#### [Your goal]
Give back the full study summary on diet and diabetic rats, word for word.

#### [Page text]
▼▼▼
Short Communication - Diabetes Management (2021) Volume 11, Issue 8

Levels of antioxidant enzymes and organ integrity in diabetic rats

Corresponding Author:
Frederick-Davis
Department of Basic Medical Sciences, University of the West Indies, Mona, Kingston, Jamaica
E-mail: [email protected]

Description

Diabetes mellitus (DM) is a chronic metabolic disorder of multiple aetiology, and characterized by high blood glucose levels and abnormalities in carbohydrate, protein and fat metabolism. The resulting hyperglycemia may lead to irreversible damage, dysfunction and failure of various organs that may lead to mortality. Due to the limitations of current therapies and consistent increases in DM related deaths, there remains interest in cost effective alternate treatments. Therefore, the objective of this study was to investigate the effects of low (Musa sapientum and Ipomea batatas), medium (Dioscorea cayenensis and Musa paradisiaca) and high (Dioscorea alata and Colocasia esculenta) glycemic index (GI) diets on normal as well as diabetic rats. The three diets were fed to Sprague-Dawley rats and the biochemical variables and organ histology assessed at the end of the twelve weeks study. Increase plasma levels of glucose, VLDL, MDA and pancreatic degeneration were observed in the diabetic control group. In addition, levels of HDL and the activities of SOD, CAT, GSHPx were decreased in the diabetic rats when compared to the normal control group. The consumption of low and medium GI foods lowers postprandial blood glucose levels, increase HDL, SOD, CAT, GSH-Px, decrease MDA levels and improved the histoarchitecture of pancreatic islets in diabetic rats. There was no notable change in TC, TG and organ weight. Our findings suggest that it may be possible to improve glycemic control, suppress oxidative stress and reverse histopathological changes in the pancreas caused by diabetes mellitus in rats.
▲▲▲
#### [Material supplied]
▼▼▼
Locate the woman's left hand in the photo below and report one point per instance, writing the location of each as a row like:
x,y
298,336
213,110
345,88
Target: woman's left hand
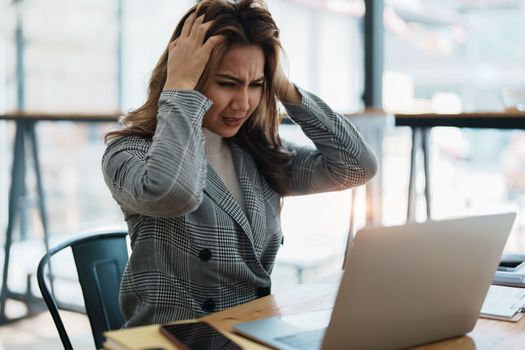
x,y
285,91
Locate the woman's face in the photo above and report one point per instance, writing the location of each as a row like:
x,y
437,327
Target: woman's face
x,y
235,89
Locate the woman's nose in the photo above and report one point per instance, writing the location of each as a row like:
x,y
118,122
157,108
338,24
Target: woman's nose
x,y
241,100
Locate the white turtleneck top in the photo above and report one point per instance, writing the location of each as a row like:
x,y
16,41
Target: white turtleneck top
x,y
220,158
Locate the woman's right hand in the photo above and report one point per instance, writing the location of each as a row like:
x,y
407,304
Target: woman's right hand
x,y
189,54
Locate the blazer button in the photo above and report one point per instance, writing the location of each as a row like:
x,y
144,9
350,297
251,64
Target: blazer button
x,y
208,306
205,254
263,291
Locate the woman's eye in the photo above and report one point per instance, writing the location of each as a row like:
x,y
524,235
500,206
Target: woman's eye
x,y
226,83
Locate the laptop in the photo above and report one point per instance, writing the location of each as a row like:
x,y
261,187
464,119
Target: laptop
x,y
402,286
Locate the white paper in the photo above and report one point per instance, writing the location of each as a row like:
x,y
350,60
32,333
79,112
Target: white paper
x,y
503,301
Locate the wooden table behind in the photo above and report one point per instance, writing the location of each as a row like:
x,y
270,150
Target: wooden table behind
x,y
318,295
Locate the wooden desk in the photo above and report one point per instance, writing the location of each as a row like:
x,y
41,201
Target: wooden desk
x,y
318,295
421,125
25,149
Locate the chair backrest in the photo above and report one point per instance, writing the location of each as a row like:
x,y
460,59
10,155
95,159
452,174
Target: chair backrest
x,y
100,260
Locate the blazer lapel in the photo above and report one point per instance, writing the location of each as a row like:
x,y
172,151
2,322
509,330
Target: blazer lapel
x,y
252,191
217,190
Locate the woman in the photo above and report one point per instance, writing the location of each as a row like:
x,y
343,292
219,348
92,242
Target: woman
x,y
199,170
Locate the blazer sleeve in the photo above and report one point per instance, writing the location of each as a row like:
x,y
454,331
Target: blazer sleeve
x,y
341,158
164,176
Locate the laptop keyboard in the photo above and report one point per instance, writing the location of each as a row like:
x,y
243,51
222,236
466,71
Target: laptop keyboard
x,y
304,340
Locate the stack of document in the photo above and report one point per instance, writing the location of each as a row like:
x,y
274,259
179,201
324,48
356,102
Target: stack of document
x,y
504,303
512,277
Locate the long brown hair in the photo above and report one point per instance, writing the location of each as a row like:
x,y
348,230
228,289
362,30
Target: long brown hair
x,y
244,22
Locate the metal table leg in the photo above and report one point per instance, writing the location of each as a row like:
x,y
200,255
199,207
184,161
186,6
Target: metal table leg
x,y
25,131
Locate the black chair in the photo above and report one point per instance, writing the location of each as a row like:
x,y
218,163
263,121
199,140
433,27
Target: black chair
x,y
100,260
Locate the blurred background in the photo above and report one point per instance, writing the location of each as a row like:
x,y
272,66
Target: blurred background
x,y
95,57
▲▲▲
#### [Exercise answer]
Short Communication - Diabetes Management (2021) Volume 11, Issue 8

Levels of antioxidant enzymes and organ integrity in diabetic rats

Corresponding Author:
Frederick-Davis
Department of Basic Medical Sciences, University of the West Indies, Mona, Kingston, Jamaica
E-mail: [email protected]

Description

Diabetes mellitus (DM) is a chronic metabolic disorder of multiple aetiology, and characterized by high blood glucose levels and abnormalities in carbohydrate, protein and fat metabolism. The resulting hyperglycemia may lead to irreversible damage, dysfunction and failure of various organs that may lead to mortality. Due to the limitations of current therapies and consistent increases in DM related deaths, there remains interest in cost effective alternate treatments. Therefore, the objective of this study was to investigate the effects of low (Musa sapientum and Ipomea batatas), medium (Dioscorea cayenensis and Musa paradisiaca) and high (Dioscorea alata and Colocasia esculenta) glycemic index (GI) diets on normal as well as diabetic rats. The three diets were fed to Sprague-Dawley rats and the biochemical variables and organ histology assessed at the end of the twelve weeks study. Increase plasma levels of glucose, VLDL, MDA and pancreatic degeneration were observed in the diabetic control group. In addition, levels of HDL and the activities of SOD, CAT, GSHPx were decreased in the diabetic rats when compared to the normal control group. The consumption of low and medium GI foods lowers postprandial blood glucose levels, increase HDL, SOD, CAT, GSH-Px, decrease MDA levels and improved the histoarchitecture of pancreatic islets in diabetic rats. There was no notable change in TC, TG and organ weight. Our findings suggest that it may be possible to improve glycemic control, suppress oxidative stress and reverse histopathological changes in the pancreas caused by diabetes mellitus in rats.